Exercise details — Reproduce the data below in full and to the letter, images excepted.

Supplied data —
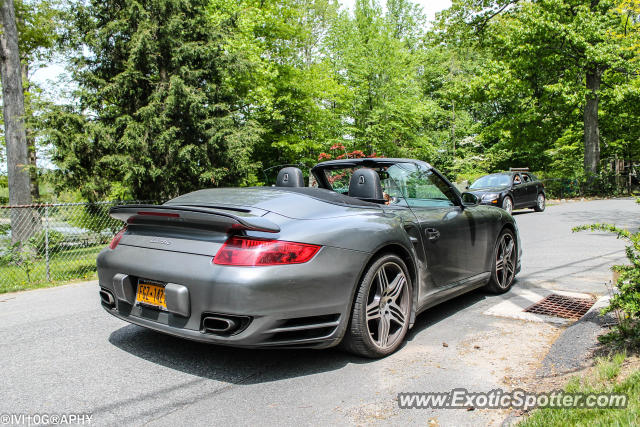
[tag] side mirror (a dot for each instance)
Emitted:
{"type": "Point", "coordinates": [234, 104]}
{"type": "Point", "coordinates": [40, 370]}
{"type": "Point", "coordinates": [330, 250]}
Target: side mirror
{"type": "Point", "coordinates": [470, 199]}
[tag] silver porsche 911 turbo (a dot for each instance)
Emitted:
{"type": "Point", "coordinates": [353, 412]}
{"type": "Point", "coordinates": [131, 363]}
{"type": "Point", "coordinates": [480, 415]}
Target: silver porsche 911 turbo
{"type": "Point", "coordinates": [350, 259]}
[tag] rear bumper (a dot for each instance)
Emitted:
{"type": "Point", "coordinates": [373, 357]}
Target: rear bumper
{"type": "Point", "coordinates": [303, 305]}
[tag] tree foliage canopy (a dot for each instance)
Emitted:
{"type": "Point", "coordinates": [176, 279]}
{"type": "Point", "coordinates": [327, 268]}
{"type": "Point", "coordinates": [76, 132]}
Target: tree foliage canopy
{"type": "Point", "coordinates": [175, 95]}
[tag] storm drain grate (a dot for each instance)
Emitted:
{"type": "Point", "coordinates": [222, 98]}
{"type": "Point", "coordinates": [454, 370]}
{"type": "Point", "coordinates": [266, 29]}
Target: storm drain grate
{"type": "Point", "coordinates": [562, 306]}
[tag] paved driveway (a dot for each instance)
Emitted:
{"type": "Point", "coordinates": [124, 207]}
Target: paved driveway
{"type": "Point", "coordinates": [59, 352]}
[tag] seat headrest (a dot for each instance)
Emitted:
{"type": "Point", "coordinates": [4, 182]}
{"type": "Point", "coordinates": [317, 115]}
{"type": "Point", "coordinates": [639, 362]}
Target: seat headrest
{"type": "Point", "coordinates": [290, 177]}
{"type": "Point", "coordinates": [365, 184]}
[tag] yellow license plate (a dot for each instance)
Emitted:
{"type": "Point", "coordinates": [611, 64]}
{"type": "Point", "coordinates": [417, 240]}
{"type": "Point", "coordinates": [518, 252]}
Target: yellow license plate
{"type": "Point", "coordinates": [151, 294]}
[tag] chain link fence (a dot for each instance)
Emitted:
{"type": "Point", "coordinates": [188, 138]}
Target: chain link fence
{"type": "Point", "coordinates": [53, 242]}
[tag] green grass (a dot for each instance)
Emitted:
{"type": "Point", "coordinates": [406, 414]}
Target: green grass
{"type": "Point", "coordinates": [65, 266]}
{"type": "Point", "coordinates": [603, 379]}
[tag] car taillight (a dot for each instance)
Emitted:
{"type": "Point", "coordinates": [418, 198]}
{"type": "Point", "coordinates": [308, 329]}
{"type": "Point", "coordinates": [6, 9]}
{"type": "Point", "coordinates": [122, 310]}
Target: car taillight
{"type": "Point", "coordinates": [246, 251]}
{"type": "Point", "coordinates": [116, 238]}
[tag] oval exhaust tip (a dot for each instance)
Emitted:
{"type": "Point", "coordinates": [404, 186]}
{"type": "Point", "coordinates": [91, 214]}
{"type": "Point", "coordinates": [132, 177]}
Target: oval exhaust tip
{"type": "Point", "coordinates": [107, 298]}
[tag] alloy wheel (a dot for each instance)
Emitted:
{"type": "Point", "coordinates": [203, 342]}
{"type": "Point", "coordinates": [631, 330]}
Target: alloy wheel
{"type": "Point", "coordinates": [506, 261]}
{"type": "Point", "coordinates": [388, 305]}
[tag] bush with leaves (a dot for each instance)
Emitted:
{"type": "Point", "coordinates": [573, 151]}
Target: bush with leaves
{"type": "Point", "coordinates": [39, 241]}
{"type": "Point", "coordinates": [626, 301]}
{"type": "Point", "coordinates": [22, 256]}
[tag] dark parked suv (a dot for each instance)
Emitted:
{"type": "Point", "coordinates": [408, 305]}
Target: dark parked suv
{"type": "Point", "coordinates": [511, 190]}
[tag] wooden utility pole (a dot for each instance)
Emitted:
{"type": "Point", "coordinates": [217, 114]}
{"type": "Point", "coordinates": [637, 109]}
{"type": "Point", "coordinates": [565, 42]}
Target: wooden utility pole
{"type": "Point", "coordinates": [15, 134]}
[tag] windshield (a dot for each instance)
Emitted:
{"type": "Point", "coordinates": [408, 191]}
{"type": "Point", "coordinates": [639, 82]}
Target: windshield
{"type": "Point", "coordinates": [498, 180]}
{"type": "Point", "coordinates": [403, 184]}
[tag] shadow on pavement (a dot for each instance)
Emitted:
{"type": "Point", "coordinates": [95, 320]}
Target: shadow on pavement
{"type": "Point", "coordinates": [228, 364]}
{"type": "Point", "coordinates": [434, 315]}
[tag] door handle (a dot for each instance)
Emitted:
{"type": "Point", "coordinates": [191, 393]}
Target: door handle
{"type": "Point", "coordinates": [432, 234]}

Result —
[tag] side mirror (a dot for each instance)
Emitted:
{"type": "Point", "coordinates": [234, 104]}
{"type": "Point", "coordinates": [40, 370]}
{"type": "Point", "coordinates": [330, 250]}
Target: side mirror
{"type": "Point", "coordinates": [470, 199]}
[tag] silver porsche 911 turbo (a dot for each instance)
Emitted:
{"type": "Point", "coordinates": [353, 412]}
{"type": "Point", "coordinates": [131, 363]}
{"type": "Point", "coordinates": [480, 415]}
Target: silver porsche 911 turbo
{"type": "Point", "coordinates": [350, 259]}
[tag] rear bumper (a dot for each instance)
Emitted:
{"type": "Point", "coordinates": [373, 357]}
Target: rear bumper
{"type": "Point", "coordinates": [303, 305]}
[tag] tree foliage canopy (a dot for each instance)
Emitted:
{"type": "Point", "coordinates": [176, 279]}
{"type": "Point", "coordinates": [327, 268]}
{"type": "Point", "coordinates": [76, 132]}
Target: tree foliage canopy
{"type": "Point", "coordinates": [175, 95]}
[tag] storm drain grate (a dot for each instance)
Emitted:
{"type": "Point", "coordinates": [222, 98]}
{"type": "Point", "coordinates": [454, 370]}
{"type": "Point", "coordinates": [266, 29]}
Target: storm drain grate
{"type": "Point", "coordinates": [562, 306]}
[tag] paved driveway (a dot for each instance)
Emitted:
{"type": "Point", "coordinates": [124, 207]}
Target: paved driveway
{"type": "Point", "coordinates": [59, 352]}
[tag] seat headrest (a dot for each instance)
Emitted:
{"type": "Point", "coordinates": [4, 182]}
{"type": "Point", "coordinates": [317, 115]}
{"type": "Point", "coordinates": [639, 362]}
Target: seat headrest
{"type": "Point", "coordinates": [290, 177]}
{"type": "Point", "coordinates": [365, 184]}
[tag] yellow license plate (a dot for each instance)
Emitted:
{"type": "Point", "coordinates": [611, 64]}
{"type": "Point", "coordinates": [417, 240]}
{"type": "Point", "coordinates": [518, 252]}
Target: yellow license plate
{"type": "Point", "coordinates": [151, 294]}
[tag] chain link fence (a dot for each instance)
Emitted:
{"type": "Point", "coordinates": [188, 138]}
Target: chain link fence
{"type": "Point", "coordinates": [53, 242]}
[tag] green grass (a dot for each instance)
Emitted:
{"type": "Point", "coordinates": [406, 414]}
Target: green grass
{"type": "Point", "coordinates": [65, 266]}
{"type": "Point", "coordinates": [603, 379]}
[tag] car taillight (a dot for each instance)
Emitted:
{"type": "Point", "coordinates": [418, 198]}
{"type": "Point", "coordinates": [308, 329]}
{"type": "Point", "coordinates": [6, 9]}
{"type": "Point", "coordinates": [122, 310]}
Target: car taillight
{"type": "Point", "coordinates": [246, 251]}
{"type": "Point", "coordinates": [116, 238]}
[tag] oval exhaust tip (a dot for each instance)
Emitted:
{"type": "Point", "coordinates": [404, 186]}
{"type": "Point", "coordinates": [91, 214]}
{"type": "Point", "coordinates": [132, 177]}
Target: oval exhaust tip
{"type": "Point", "coordinates": [107, 298]}
[tag] alloy wheel (a dot for each instance)
Emitted:
{"type": "Point", "coordinates": [203, 342]}
{"type": "Point", "coordinates": [631, 330]}
Target: alloy wheel
{"type": "Point", "coordinates": [506, 261]}
{"type": "Point", "coordinates": [388, 305]}
[tag] bush with leaves (a dot for each instance)
Emitted:
{"type": "Point", "coordinates": [573, 151]}
Target: bush with leaves
{"type": "Point", "coordinates": [39, 241]}
{"type": "Point", "coordinates": [626, 301]}
{"type": "Point", "coordinates": [22, 256]}
[tag] dark parked suv (a dot for each instance)
Emitted:
{"type": "Point", "coordinates": [408, 305]}
Target: dark parked suv
{"type": "Point", "coordinates": [511, 190]}
[tag] wooden utility pole (a dot for each instance)
Emitted:
{"type": "Point", "coordinates": [217, 114]}
{"type": "Point", "coordinates": [637, 109]}
{"type": "Point", "coordinates": [565, 42]}
Target: wooden utility pole
{"type": "Point", "coordinates": [15, 134]}
[tag] windshield (a dot for each instance)
Emitted:
{"type": "Point", "coordinates": [408, 191]}
{"type": "Point", "coordinates": [639, 82]}
Target: windshield
{"type": "Point", "coordinates": [498, 180]}
{"type": "Point", "coordinates": [403, 184]}
[tag] shadow on pavement (a dot for each instance)
Emitted:
{"type": "Point", "coordinates": [95, 320]}
Target: shadow on pavement
{"type": "Point", "coordinates": [228, 364]}
{"type": "Point", "coordinates": [434, 315]}
[tag] door handle (a dot for each instance)
Emitted:
{"type": "Point", "coordinates": [191, 393]}
Target: door handle
{"type": "Point", "coordinates": [432, 234]}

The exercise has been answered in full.